For this Kafka Meetup, we welcome Ricardo De Cillo, Dmitriy Sorokin, Andrey Dyachkov, Max Schultze, and Daniel Truemper, with a series of short talks highlighting tales from the trenches. Topics will be focused on operating large, critical Kafka clusters in the cloud - and hope to foster discussion and share best practices for running Kafka without losing sleep.
*Please register on Eventbrite to guarantee entrance: Kafka Meetup Registration (https://www.eventbrite.com/e/kafka-meetup-at-the-shuttle-tickets-38624840939?aff=meetup)
17:30 - Doors Open - Drinks + Snacks
18:20 - Welcome and Intro
18:30 - Nakadi Event Broker - Lionel Montrieux
18:45 - Operating Kafka and Zookeeper on AWS - Ricardo De Cillo
19:00 - Bubuku - A Supervisor to Run Kafka on AWS - Dmitriy Sorokin
19:15 - Break - Drinks, Snacks, and Discussions
19:45 - Kafka and EBS - Andrey Dyachkov
20:00 - The Tricky Thing about Offsets - Max Schultze
20:15 - Kafka-powered Microservice - Daniel Truemper
20:30 - Networking + Drinks
21:45 - Event ends
For more details on topics and speakers, please read below:
Nakadi Event Broker
Speaker: Lionel Montrieux
Nakadi is an event broker, built on top of Kafka-like queues, that provides a REST API for easy integration with microservices. In this talk, we will briefly introduce Nakadi, and then focus on one of its most interesting features, Timelines.

● **Input for this task**:
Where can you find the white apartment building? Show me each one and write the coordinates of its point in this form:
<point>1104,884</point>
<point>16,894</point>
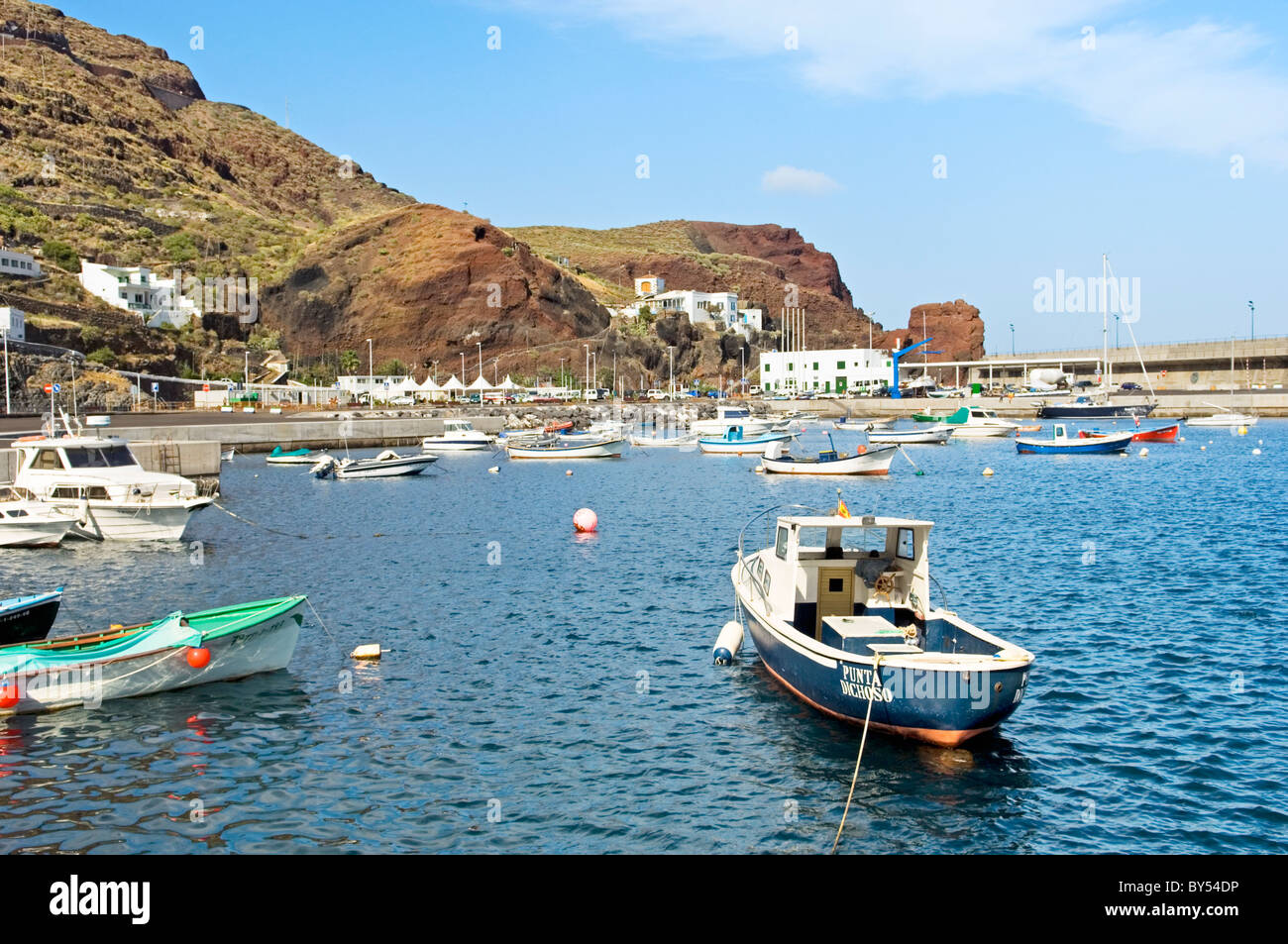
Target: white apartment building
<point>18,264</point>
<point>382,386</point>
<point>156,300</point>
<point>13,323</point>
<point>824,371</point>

● **To-do list**:
**a.** In the Kafka meetup announcement, who is scheduled to give the talk titled "The Tricky Thing about Offsets"?
**b.** Present every line of the entries as a Markdown table with the columns n and Line, numbering each row and skipping blank lines. Leave the pictures out of the table.
The Kafka meetup announcement and the entries are separate material with no connection to each other.

● **Solutions by task**:
**a.** Max Schultze

**b.**
| n | Line |
|---|---|
| 1 | Where can you find the white apartment building? Show me each one and write the coordinates of its point in this form: |
| 2 | <point>1104,884</point> |
| 3 | <point>16,894</point> |
| 4 | Target: white apartment building |
| 5 | <point>18,264</point> |
| 6 | <point>382,386</point> |
| 7 | <point>156,300</point> |
| 8 | <point>13,323</point> |
| 9 | <point>824,371</point> |